### DIRECTIONS FOR THIS TASK
Write out every record below again, requests included, and increase each bounding-box coordinate in the answers by 48. Leave the numbers in the requests and their sample formats unchanged, and omit the pictures.

### MATERIAL SHOWN
# # # #

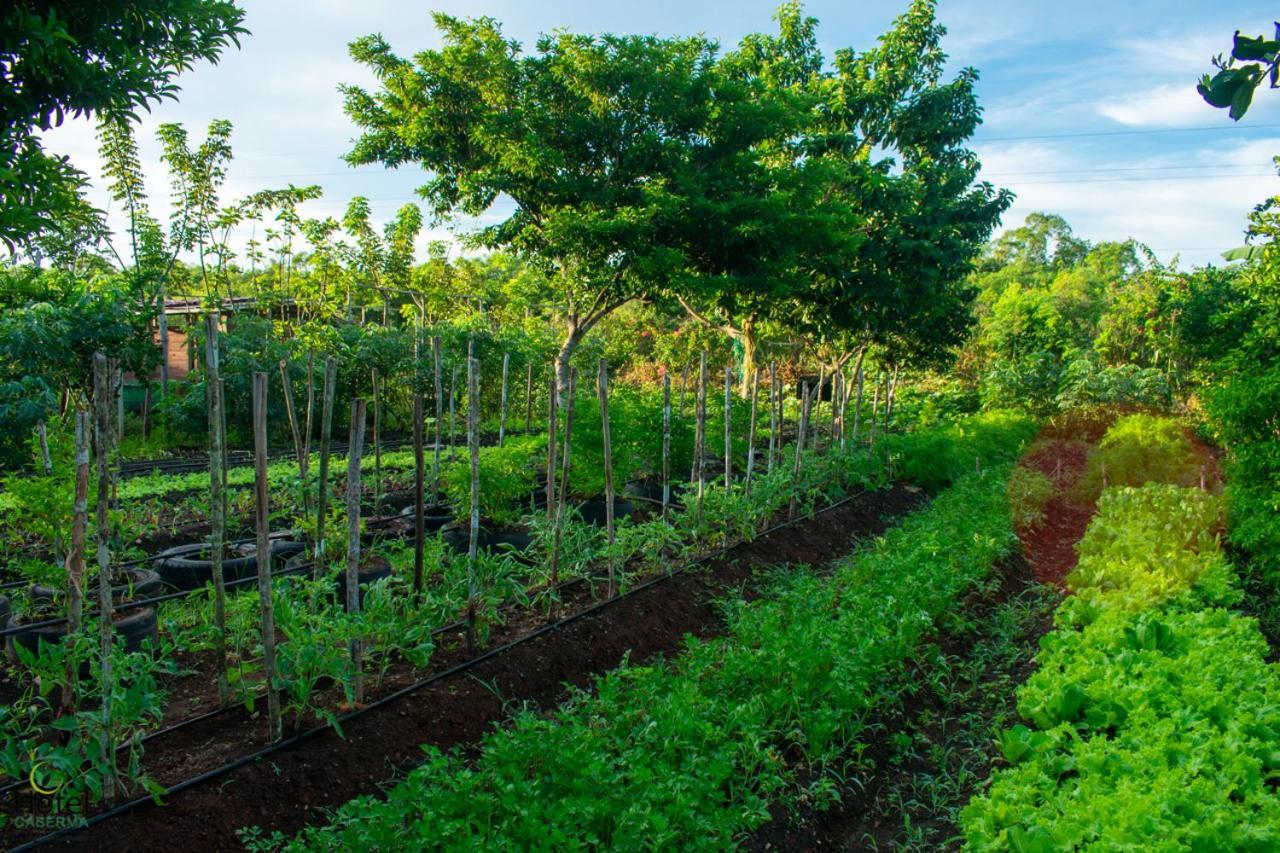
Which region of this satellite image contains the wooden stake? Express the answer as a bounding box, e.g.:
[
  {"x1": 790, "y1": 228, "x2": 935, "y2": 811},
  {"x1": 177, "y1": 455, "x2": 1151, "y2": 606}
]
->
[
  {"x1": 787, "y1": 386, "x2": 813, "y2": 517},
  {"x1": 662, "y1": 370, "x2": 671, "y2": 521},
  {"x1": 413, "y1": 391, "x2": 426, "y2": 594},
  {"x1": 548, "y1": 366, "x2": 577, "y2": 593},
  {"x1": 742, "y1": 368, "x2": 760, "y2": 494},
  {"x1": 498, "y1": 352, "x2": 511, "y2": 447},
  {"x1": 809, "y1": 364, "x2": 827, "y2": 450},
  {"x1": 467, "y1": 341, "x2": 480, "y2": 649},
  {"x1": 347, "y1": 397, "x2": 365, "y2": 706},
  {"x1": 431, "y1": 334, "x2": 444, "y2": 491},
  {"x1": 311, "y1": 357, "x2": 337, "y2": 580},
  {"x1": 692, "y1": 350, "x2": 707, "y2": 521},
  {"x1": 596, "y1": 359, "x2": 618, "y2": 598},
  {"x1": 449, "y1": 365, "x2": 458, "y2": 460},
  {"x1": 93, "y1": 352, "x2": 115, "y2": 804},
  {"x1": 63, "y1": 410, "x2": 92, "y2": 715},
  {"x1": 280, "y1": 359, "x2": 311, "y2": 515},
  {"x1": 547, "y1": 370, "x2": 557, "y2": 523},
  {"x1": 205, "y1": 311, "x2": 230, "y2": 707},
  {"x1": 765, "y1": 361, "x2": 781, "y2": 474},
  {"x1": 253, "y1": 373, "x2": 282, "y2": 743},
  {"x1": 854, "y1": 347, "x2": 867, "y2": 446},
  {"x1": 373, "y1": 368, "x2": 383, "y2": 519},
  {"x1": 525, "y1": 361, "x2": 534, "y2": 435},
  {"x1": 724, "y1": 368, "x2": 733, "y2": 492}
]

# # # #

### RESPONSE BELOW
Which region of this satellite image contains the wooden stake? Express the answer as a bounding box, e.g.:
[
  {"x1": 790, "y1": 228, "x2": 935, "y2": 811},
  {"x1": 177, "y1": 455, "x2": 1151, "y2": 606}
]
->
[
  {"x1": 835, "y1": 434, "x2": 861, "y2": 565},
  {"x1": 710, "y1": 418, "x2": 719, "y2": 569},
  {"x1": 461, "y1": 439, "x2": 474, "y2": 642},
  {"x1": 596, "y1": 414, "x2": 625, "y2": 641},
  {"x1": 790, "y1": 416, "x2": 808, "y2": 542},
  {"x1": 546, "y1": 400, "x2": 559, "y2": 495},
  {"x1": 857, "y1": 412, "x2": 875, "y2": 498},
  {"x1": 515, "y1": 389, "x2": 528, "y2": 697},
  {"x1": 395, "y1": 445, "x2": 413, "y2": 754},
  {"x1": 479, "y1": 382, "x2": 492, "y2": 539},
  {"x1": 359, "y1": 405, "x2": 385, "y2": 628},
  {"x1": 740, "y1": 398, "x2": 755, "y2": 569},
  {"x1": 644, "y1": 407, "x2": 666, "y2": 646},
  {"x1": 497, "y1": 413, "x2": 506, "y2": 508},
  {"x1": 141, "y1": 400, "x2": 163, "y2": 852},
  {"x1": 111, "y1": 458, "x2": 140, "y2": 763},
  {"x1": 328, "y1": 407, "x2": 359, "y2": 563},
  {"x1": 595, "y1": 418, "x2": 605, "y2": 571},
  {"x1": 253, "y1": 359, "x2": 278, "y2": 755},
  {"x1": 813, "y1": 409, "x2": 829, "y2": 522},
  {"x1": 301, "y1": 421, "x2": 330, "y2": 791},
  {"x1": 902, "y1": 395, "x2": 915, "y2": 494},
  {"x1": 421, "y1": 416, "x2": 431, "y2": 567},
  {"x1": 573, "y1": 409, "x2": 582, "y2": 483},
  {"x1": 772, "y1": 416, "x2": 781, "y2": 540}
]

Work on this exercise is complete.